▶ **Goal**
Pick out every line in the data below that contains the word "distant".

(Dataset entries)

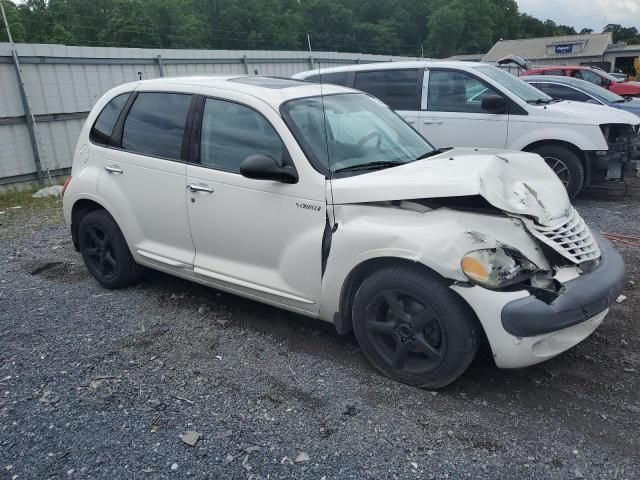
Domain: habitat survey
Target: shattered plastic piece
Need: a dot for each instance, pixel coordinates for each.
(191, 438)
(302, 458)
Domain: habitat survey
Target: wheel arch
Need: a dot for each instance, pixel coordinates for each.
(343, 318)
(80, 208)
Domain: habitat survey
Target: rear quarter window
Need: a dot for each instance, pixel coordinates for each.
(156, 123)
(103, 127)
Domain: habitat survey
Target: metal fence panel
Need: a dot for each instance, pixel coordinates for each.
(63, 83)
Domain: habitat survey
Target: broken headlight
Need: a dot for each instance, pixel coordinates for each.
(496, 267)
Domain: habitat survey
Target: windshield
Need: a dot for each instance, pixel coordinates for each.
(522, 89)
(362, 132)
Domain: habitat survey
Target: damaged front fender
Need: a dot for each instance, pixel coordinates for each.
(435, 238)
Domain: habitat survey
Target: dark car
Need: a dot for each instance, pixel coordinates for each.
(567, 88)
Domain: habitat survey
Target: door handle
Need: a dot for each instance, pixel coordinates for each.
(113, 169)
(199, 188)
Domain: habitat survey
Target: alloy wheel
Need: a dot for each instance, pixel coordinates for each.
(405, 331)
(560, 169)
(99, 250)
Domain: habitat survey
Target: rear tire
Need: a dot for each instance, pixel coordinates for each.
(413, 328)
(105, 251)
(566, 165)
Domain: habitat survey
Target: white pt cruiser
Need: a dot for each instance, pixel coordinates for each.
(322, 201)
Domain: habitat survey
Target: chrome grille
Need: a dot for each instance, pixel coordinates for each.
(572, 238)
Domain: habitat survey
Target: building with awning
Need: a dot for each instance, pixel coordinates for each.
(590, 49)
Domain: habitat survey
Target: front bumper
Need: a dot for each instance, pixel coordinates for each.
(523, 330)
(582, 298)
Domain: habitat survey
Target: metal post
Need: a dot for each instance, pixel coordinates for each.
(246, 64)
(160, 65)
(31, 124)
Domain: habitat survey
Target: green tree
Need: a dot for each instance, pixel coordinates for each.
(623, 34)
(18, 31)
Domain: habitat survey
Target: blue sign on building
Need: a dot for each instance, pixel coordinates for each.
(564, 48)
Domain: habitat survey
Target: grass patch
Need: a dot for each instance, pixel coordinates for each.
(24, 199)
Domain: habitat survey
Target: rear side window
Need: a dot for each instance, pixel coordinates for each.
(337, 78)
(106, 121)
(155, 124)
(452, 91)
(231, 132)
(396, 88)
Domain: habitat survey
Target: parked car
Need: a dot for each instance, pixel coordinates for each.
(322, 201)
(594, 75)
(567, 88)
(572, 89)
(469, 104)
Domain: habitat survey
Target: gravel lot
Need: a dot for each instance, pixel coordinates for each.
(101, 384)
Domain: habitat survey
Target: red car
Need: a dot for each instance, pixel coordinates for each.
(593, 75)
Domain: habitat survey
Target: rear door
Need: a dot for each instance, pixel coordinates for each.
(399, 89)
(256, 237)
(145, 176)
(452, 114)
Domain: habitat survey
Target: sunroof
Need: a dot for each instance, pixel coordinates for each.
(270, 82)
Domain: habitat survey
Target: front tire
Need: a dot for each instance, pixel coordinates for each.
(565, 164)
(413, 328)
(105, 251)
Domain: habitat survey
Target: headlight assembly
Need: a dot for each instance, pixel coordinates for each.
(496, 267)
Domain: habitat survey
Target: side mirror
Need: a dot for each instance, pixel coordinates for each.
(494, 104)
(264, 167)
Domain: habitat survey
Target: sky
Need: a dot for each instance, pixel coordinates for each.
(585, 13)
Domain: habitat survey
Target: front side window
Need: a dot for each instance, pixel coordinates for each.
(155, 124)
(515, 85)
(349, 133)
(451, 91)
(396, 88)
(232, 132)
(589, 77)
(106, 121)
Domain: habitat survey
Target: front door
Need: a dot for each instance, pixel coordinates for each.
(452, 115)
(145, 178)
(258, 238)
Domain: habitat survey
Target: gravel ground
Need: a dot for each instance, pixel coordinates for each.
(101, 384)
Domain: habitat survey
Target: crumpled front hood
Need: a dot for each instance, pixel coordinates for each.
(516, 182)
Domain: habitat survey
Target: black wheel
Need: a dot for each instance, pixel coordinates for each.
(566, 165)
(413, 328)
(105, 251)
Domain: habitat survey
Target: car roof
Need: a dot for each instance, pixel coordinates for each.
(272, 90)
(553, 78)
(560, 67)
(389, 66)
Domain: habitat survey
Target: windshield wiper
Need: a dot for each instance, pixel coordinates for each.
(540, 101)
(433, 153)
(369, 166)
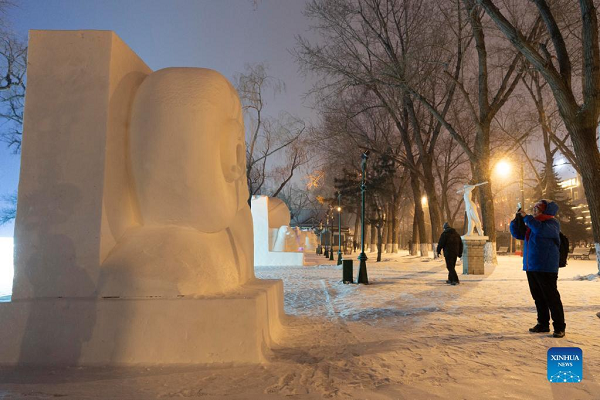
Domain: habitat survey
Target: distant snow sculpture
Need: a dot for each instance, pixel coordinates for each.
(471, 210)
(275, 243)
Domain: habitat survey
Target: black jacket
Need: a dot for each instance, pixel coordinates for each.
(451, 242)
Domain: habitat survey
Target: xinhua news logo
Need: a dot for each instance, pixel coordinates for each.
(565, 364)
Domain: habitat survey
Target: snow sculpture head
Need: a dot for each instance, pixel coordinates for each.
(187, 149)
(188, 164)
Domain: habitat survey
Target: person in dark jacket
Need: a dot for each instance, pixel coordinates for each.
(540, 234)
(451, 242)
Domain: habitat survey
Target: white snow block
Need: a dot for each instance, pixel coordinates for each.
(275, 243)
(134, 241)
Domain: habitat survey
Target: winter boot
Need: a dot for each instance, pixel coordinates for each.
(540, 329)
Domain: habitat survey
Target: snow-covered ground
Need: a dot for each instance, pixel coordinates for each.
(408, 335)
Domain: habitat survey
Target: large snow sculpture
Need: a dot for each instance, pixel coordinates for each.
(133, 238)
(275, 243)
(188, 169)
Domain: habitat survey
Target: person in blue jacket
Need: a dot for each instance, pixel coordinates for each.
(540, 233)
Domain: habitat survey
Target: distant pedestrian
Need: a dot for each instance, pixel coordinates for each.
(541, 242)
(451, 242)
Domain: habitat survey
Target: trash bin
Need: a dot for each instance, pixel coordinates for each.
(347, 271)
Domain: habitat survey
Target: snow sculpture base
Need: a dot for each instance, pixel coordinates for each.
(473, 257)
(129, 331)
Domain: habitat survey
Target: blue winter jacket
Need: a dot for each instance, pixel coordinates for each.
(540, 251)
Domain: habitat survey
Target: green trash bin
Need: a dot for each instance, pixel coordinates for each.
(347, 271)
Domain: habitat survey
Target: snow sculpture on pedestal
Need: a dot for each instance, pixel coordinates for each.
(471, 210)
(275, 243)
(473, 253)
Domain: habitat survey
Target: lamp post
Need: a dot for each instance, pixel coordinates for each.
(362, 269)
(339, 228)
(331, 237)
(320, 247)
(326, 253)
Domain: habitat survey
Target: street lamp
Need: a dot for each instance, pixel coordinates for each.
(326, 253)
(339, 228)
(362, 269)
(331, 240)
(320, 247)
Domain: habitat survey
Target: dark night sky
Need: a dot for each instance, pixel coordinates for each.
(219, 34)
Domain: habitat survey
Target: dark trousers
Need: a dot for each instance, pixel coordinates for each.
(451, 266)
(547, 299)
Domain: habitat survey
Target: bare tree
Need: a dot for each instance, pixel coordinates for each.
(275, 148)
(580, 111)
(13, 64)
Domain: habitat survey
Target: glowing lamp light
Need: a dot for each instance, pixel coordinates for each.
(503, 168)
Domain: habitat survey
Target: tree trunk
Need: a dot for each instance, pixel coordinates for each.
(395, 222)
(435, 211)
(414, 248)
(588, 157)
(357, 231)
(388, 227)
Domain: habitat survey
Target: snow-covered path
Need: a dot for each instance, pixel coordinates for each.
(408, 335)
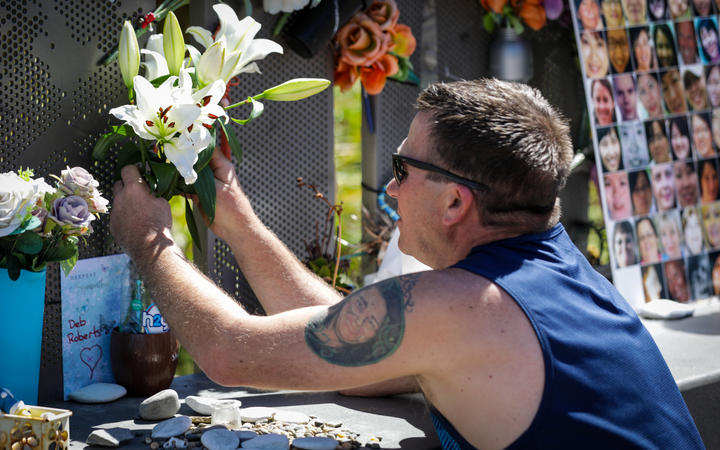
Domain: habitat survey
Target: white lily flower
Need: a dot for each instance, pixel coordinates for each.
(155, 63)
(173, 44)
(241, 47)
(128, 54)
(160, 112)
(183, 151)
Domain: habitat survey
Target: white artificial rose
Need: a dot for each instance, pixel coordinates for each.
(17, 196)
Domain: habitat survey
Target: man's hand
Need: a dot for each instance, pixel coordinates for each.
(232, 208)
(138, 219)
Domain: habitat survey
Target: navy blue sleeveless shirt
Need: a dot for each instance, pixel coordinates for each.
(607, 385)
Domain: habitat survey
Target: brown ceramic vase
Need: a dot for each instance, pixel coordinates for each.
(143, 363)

▶ **Response to the exercise**
Target: distant snow sculpture
Target: distant pedestrian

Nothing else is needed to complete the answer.